#### [Dataset excerpts]
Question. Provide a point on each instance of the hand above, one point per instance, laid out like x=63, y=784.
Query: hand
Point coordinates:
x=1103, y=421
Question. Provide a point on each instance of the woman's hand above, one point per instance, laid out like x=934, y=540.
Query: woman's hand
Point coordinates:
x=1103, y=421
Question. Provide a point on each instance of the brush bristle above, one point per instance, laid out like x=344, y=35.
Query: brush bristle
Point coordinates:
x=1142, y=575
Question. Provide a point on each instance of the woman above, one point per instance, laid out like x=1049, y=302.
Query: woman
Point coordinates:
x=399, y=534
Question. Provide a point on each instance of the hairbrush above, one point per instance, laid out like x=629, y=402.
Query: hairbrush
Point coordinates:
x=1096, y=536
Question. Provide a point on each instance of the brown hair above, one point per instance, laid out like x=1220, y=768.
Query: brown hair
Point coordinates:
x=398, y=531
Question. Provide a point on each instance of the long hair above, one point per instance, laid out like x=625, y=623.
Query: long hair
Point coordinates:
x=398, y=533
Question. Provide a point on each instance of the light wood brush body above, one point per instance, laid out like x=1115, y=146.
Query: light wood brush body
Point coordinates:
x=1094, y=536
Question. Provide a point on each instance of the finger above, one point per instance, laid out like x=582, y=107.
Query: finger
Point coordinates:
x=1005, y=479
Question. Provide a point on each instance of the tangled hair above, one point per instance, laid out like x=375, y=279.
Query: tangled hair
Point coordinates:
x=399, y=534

#### [What you have to do]
Your reply is to repeat, unchanged, the lines above running from the one with "Question. Provide a point on each instance of the brown" up to and including the one with "Query: finger".

#### [Task solution]
Question. Provide a point on each instance of the brown hair above, one point per instance, laid out like x=1220, y=768.
Query: brown hair
Point coordinates:
x=398, y=531
Question. Provide a point on each instance of the long hair above, one point per instance, laid out like x=625, y=623.
Query: long hair
Point coordinates:
x=398, y=533
Question. Provide a point on each instance of the light wood brush body above, one point per instance, laid out like x=1115, y=146.
Query: light wood brush body
Point coordinates:
x=1094, y=536
Question. Provide a point on each instance of the finger above, one point per instance, laid out like x=582, y=107.
Query: finger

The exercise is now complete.